-- BEGIN QUOTED PASSAGE --

It’s true. Saturday June 28, 2008 Isabelle Proximus will officially go on sale at the brewery. Of all the beers that we have produced in our two and a half years in business, this one comes with the biggest expectations. It has to. It has the biggest back story of any beer we have ever produced. And that my friends is saying a LOT!

Perhaps you’d like to humor me, if you will, as we take a journey back in time. It’s November of 2005. I am sitting in a coffee shop in Solana Beach working on my laptop. We’re in the midst of acquiring the old Stone Brewery (currently the home of Port Brewing and The Lost Abbey). I am reading some email when I come across an invitation from my good friend Sammy at Dogfish.

Apparently, he’s working on his second book entitled “Extreme Brewing.” He’s requested that I join him, Rob Tod from Allagash, Adam Avery of Avery Brewing Company as well as Vinnie Cilurzo from Russian River on a pilgramage to the Holy Land of brewing that is Belgium. We’ll be joined by Lorenzo Dabove (the prince of Payontenland) who will act as our Embassador of Breattnomyces while we’re touring numerous of the best Gueze and Lambic producers in Belgium. It’s a trip not to be missed.

We book our flights in early 2006 and all head to Belgium for what promises to be a once in a life time opportunity. As part of our Ambassador like duties, Sam has requested that each brewery ship 6 cases of two different beers over for press and enthusiast tastings and dinners. In this way, we are never empty handed when it comes to discussing our beers and breweries with the respective Belgian Brewers we are to meet along the way. For our part, we ship Pizza Port Solana Beach SPF 45 Saison and Cuvee de Tomme over.

-- END QUOTED PASSAGE --
-- BEGIN RECORDED INFORMATION --

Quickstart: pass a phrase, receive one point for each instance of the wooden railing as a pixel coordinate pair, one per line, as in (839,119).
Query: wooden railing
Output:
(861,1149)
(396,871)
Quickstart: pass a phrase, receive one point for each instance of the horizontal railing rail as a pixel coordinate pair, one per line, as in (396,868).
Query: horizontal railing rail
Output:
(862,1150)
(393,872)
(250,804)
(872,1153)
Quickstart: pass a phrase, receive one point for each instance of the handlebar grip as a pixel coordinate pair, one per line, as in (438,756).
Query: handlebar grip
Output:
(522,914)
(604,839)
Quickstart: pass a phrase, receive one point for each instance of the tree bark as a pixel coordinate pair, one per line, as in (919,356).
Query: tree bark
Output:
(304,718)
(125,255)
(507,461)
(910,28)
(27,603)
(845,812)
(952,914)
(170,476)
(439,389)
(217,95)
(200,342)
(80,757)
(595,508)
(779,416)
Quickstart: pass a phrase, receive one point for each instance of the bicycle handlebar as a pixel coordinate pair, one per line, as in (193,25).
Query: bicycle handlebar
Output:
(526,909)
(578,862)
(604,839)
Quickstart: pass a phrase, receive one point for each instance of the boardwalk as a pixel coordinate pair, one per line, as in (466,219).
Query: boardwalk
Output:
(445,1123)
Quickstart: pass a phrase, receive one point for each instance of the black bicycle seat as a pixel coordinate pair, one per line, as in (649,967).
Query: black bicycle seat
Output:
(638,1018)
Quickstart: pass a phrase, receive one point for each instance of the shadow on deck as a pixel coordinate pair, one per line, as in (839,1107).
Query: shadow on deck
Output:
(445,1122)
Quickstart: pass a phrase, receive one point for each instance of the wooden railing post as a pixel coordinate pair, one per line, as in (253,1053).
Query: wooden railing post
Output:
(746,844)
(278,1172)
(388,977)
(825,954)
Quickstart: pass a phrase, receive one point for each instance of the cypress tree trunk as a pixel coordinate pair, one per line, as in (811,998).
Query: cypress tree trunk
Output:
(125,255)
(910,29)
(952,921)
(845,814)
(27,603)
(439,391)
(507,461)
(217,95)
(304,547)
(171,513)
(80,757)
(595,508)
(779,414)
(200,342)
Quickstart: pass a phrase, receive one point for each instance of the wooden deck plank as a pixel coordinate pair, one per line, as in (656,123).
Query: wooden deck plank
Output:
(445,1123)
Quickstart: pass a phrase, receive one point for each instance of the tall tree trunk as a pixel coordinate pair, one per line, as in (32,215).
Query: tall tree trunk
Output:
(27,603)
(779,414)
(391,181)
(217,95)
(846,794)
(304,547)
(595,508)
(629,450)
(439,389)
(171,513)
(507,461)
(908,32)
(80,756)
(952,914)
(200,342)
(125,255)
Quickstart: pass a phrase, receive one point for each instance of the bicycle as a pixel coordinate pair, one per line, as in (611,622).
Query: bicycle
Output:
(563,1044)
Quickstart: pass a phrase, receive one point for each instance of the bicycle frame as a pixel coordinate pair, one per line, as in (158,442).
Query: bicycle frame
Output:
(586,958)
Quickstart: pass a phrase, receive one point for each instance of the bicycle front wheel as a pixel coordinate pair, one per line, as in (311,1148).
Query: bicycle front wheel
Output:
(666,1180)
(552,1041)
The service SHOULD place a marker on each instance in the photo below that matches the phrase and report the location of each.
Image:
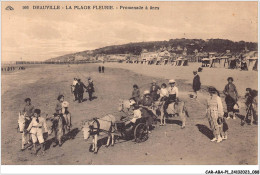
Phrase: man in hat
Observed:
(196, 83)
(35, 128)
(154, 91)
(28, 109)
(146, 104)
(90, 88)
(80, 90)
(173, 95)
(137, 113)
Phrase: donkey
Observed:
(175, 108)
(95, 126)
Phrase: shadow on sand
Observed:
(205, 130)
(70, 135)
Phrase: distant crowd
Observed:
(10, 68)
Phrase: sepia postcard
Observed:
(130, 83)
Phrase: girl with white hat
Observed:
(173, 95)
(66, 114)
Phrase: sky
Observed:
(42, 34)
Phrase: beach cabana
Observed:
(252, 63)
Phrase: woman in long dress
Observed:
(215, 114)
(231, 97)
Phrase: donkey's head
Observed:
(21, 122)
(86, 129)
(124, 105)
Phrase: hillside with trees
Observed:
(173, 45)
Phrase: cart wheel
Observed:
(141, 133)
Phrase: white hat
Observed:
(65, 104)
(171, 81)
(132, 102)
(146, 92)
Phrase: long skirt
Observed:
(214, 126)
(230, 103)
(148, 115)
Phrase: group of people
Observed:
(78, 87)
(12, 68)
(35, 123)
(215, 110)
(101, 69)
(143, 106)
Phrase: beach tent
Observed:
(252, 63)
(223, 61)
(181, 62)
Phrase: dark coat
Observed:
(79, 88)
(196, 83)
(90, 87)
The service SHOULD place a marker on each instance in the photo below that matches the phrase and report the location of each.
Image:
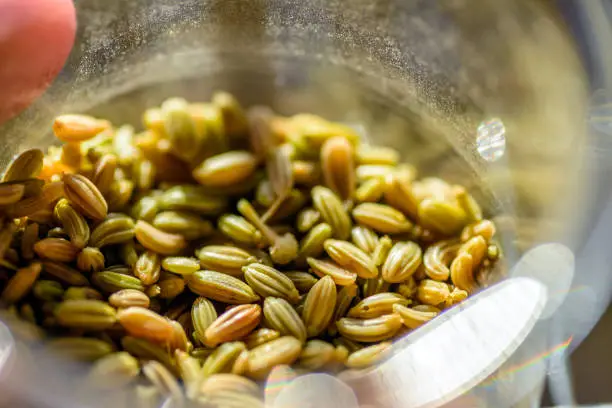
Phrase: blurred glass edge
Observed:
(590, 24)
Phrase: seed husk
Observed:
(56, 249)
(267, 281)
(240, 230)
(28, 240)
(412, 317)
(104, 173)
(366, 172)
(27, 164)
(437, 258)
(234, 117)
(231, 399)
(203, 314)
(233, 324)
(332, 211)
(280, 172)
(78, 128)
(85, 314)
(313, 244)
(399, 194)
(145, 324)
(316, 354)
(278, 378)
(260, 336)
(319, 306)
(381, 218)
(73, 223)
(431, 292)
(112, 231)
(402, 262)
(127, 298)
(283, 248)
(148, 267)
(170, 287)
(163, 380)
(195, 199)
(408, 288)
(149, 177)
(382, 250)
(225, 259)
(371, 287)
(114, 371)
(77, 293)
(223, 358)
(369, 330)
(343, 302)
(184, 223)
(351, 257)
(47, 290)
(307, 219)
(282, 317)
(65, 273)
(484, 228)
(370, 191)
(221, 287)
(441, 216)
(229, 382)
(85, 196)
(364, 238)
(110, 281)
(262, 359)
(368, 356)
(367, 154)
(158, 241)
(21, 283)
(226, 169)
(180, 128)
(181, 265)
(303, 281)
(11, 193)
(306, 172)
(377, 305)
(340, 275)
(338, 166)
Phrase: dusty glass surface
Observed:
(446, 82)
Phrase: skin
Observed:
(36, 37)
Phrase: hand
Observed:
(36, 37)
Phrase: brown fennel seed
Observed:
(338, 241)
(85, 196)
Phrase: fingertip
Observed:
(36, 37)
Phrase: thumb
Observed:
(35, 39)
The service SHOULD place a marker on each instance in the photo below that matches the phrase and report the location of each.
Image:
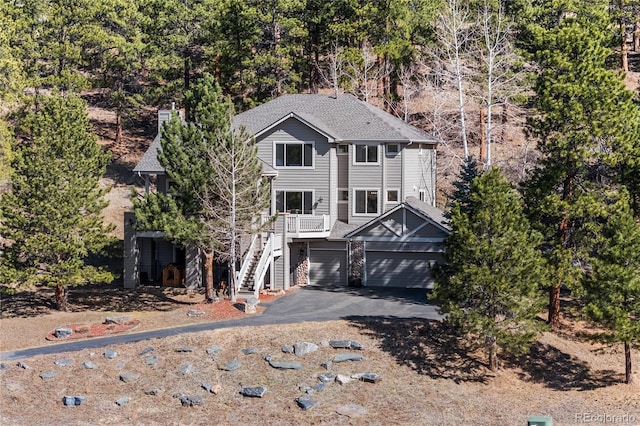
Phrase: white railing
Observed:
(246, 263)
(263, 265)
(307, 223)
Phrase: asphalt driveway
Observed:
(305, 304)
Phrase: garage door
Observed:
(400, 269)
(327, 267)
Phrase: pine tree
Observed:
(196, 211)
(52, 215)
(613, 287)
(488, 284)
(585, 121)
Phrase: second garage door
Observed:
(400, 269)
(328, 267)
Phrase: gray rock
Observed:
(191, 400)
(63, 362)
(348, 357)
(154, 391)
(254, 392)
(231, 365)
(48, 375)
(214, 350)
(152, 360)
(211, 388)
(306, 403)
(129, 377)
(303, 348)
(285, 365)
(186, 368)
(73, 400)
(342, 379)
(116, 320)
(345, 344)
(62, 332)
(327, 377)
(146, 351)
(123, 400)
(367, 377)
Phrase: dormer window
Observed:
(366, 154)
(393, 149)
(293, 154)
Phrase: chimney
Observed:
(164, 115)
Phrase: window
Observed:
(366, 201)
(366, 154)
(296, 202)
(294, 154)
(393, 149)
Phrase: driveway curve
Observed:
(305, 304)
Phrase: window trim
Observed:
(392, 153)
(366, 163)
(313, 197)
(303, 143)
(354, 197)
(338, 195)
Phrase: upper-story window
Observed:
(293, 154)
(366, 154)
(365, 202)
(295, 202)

-- END RECORDED INFORMATION --

• [DIRECTIONS]:
**1.** Name every person the brewery post lists as joining the trip to Belgium, not counting the writer.
**2.** Copy the brewery post word for word, between "We book our" and "de Tomme over.", inclusive.
**3.** Using the brewery post, answer these questions:
(a) On what date will Isabelle Proximus officially go on sale at the brewery?
(b) Where is the writer sitting in November of 2005?
(c) How many cases did Sam ask each brewery to ship?

• [TASK RESULTS]:
**1.**
Sammy from Dogfish
Rob Tod from Allagash
Adam Avery of Avery Brewing Company
Vinnie Cilurzo from Russian River
Lorenzo Dabove

**2.**
We book our flights in early 2006 and all head to Belgium for what promises to be a once in a life time opportunity. As part of our Ambassador like duties, Sam has requested that each brewery ship 6 cases of two different beers over for press and enthusiast tastings and dinners. In this way, we are never empty handed when it comes to discussing our beers and breweries with the respective Belgian Brewers we are to meet along the way. For our part, we ship Pizza Port Solana Beach SPF 45 Saison and Cuvee de Tomme over.

**3.**
(a) Saturday June 28, 2008
(b) In a coffee shop in Solana Beach
(c) 6 cases of two different beers